## JOB 1
Can you give the records from the line containing "Can you find the calm" through the end of the records, inclusive, as a two-column CSV with the headers request and answer? Each request should get one row, with its text and its answer each in a single quoted field and line breaks replaced by spaces.
## JOB 2
Could you take the article on Brockman's fight with the IRS further, picking up after its last sentence?

Mark Felix/Bloomberg

“No exigency exists here,” Brockman’s attorneys said. “There is no jeopardy. The IRS’s actions were baseless and wholly unreasonable, and must be immediately abated.” They asked a judge to rule on their motion within 20 days.

The filing expands on a lawsuit Brockman filed Thursday, and it denies key allegations that are also central to an indictment accusing him of evading taxes on $2 billion in taxes. Brockman, who ran a firm that makes software for auto dealers, claims he has dementia and is not competent for trial. Prosecutors say he’s faking. A judge who held an eight-day hearing in November has yet to rule.

The indictment alleges Brockman controlled a Bermuda charitable trust with billions of dollars of assets and didn’t pay taxes on them. Brockman’s lawyers said the trust owns entities that control the software firm, Reynolds & Reynolds, which is valued at $5 billion.

## RAW DATA
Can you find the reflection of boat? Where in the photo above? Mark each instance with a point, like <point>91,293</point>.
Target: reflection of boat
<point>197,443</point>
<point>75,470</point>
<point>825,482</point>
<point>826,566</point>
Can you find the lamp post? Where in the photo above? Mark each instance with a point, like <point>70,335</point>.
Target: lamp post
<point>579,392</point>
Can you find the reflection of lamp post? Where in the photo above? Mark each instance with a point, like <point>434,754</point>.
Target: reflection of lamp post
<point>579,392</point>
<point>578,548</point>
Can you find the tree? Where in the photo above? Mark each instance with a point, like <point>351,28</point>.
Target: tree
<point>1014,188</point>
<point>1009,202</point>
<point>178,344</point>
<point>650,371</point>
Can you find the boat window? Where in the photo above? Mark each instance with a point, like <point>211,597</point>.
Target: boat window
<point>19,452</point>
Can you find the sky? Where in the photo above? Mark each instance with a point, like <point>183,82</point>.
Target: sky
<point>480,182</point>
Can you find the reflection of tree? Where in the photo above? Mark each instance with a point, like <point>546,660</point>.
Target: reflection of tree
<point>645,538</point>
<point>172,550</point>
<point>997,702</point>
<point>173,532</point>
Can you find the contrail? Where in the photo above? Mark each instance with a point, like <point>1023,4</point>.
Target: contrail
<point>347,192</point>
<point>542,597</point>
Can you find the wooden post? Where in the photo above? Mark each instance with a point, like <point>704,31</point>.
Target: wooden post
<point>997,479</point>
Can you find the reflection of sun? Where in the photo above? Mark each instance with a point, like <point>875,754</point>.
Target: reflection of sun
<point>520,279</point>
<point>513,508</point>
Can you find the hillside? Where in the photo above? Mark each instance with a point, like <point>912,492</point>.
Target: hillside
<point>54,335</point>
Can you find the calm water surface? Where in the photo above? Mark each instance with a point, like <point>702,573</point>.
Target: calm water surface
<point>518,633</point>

## TASK RESPONSE 1
request,answer
"Can you find the calm water surface? Where in the photo above? Mark each instance with a point, like <point>702,573</point>. Target: calm water surface","<point>518,633</point>"

## TASK RESPONSE 2
The IRS hasn’t alleged that “anyone has taken any action to conceal, dissipate, transfer, or in any way diminish the value of Reynolds,” Brockman’s attorneys said. “In other words, based on the IRS’s theory that Mr. Brockman is the owner of Reynolds, there are assets worth a multiple of the asserted tax liability that are and will remain available in the United States.”

That means the IRS can’t say that “collection would be jeopardized” if it prevails on the taxes owed, Brockman’s attorneys said.

A Justice Department spokesman didn’t immediately respond to a request for comment.

The case is Brockman v. United States of America, 22-cv-202, U.S. District Court, Southern District of Texas (Houston).